__BRIEF__
Can you edit the records from the line containing "GET /detect?q=blue jeans&fmt=prose_corners" through the line containing "top-left (508, 285), bottom-right (535, 304)" so that "black" becomes "dark" everywhere, with everything else left the same? Return only those lines.

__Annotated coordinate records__
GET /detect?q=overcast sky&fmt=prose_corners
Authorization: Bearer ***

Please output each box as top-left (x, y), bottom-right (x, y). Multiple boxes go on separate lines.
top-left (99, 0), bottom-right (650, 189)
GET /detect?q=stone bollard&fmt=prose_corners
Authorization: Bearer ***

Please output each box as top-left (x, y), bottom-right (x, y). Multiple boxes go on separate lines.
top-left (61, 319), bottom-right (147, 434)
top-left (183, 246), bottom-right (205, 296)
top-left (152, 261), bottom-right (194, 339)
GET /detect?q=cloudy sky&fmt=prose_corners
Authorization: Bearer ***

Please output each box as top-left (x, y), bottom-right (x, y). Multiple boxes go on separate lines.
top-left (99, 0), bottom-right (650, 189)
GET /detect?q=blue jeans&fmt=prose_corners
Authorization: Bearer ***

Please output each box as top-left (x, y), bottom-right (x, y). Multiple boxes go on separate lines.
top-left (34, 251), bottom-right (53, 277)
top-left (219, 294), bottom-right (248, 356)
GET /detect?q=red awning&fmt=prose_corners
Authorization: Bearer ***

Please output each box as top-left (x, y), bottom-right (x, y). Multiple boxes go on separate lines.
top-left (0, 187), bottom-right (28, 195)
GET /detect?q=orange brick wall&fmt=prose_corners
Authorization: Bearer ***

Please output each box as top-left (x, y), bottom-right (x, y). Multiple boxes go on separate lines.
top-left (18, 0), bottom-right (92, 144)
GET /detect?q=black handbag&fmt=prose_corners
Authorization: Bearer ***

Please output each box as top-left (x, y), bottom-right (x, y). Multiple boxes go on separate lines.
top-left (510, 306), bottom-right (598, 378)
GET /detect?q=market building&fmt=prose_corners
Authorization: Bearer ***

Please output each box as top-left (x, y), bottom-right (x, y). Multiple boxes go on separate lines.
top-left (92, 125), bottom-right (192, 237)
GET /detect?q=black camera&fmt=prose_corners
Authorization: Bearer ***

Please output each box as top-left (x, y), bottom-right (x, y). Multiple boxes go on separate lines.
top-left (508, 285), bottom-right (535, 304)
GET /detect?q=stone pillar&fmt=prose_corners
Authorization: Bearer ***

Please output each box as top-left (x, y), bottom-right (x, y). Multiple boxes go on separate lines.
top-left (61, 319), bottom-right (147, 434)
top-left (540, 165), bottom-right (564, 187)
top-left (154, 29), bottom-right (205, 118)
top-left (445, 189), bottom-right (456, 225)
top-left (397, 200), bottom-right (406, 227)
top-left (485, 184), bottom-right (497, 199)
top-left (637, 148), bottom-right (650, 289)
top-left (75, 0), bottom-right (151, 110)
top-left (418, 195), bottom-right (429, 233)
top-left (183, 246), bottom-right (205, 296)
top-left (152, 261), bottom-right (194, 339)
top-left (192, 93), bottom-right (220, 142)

__TASK ANSWER__
GET /detect?q=blue jeans&fmt=prose_corners
Authorization: Bearer ***

Please output each box as top-left (x, y), bottom-right (x, y). Multiple boxes go on separate lines.
top-left (34, 251), bottom-right (53, 277)
top-left (219, 294), bottom-right (248, 356)
GET /detect?q=red awning&fmt=prose_corners
Authorization: Bearer ***

Please output each box as top-left (x, y), bottom-right (x, y). Multiple boxes go on separate lines.
top-left (0, 187), bottom-right (28, 195)
GET /detect?q=orange brick wall&fmt=prose_corners
Authorization: Bearer ***

Please output each box as top-left (x, y), bottom-right (x, y). Multiple boxes go on separate lines.
top-left (18, 0), bottom-right (92, 144)
GET /detect?q=dark handbag&fmt=prose_corners
Authorization: Bearer ***

Please output each box as top-left (x, y), bottom-right (x, y). Multiple boxes go on separate lines.
top-left (510, 306), bottom-right (598, 378)
GET /detect?q=market building&fmt=prose_corners
Authorization: Bearer ***

Please output each box as top-left (x, y), bottom-right (x, y). Multiple boxes go on separate lines.
top-left (92, 125), bottom-right (192, 237)
GET /detect?q=dark camera&fmt=prose_corners
Authorization: Bearer ***

Please output each box as top-left (x, y), bottom-right (x, y). Multiple boxes go on separate lines.
top-left (508, 285), bottom-right (535, 304)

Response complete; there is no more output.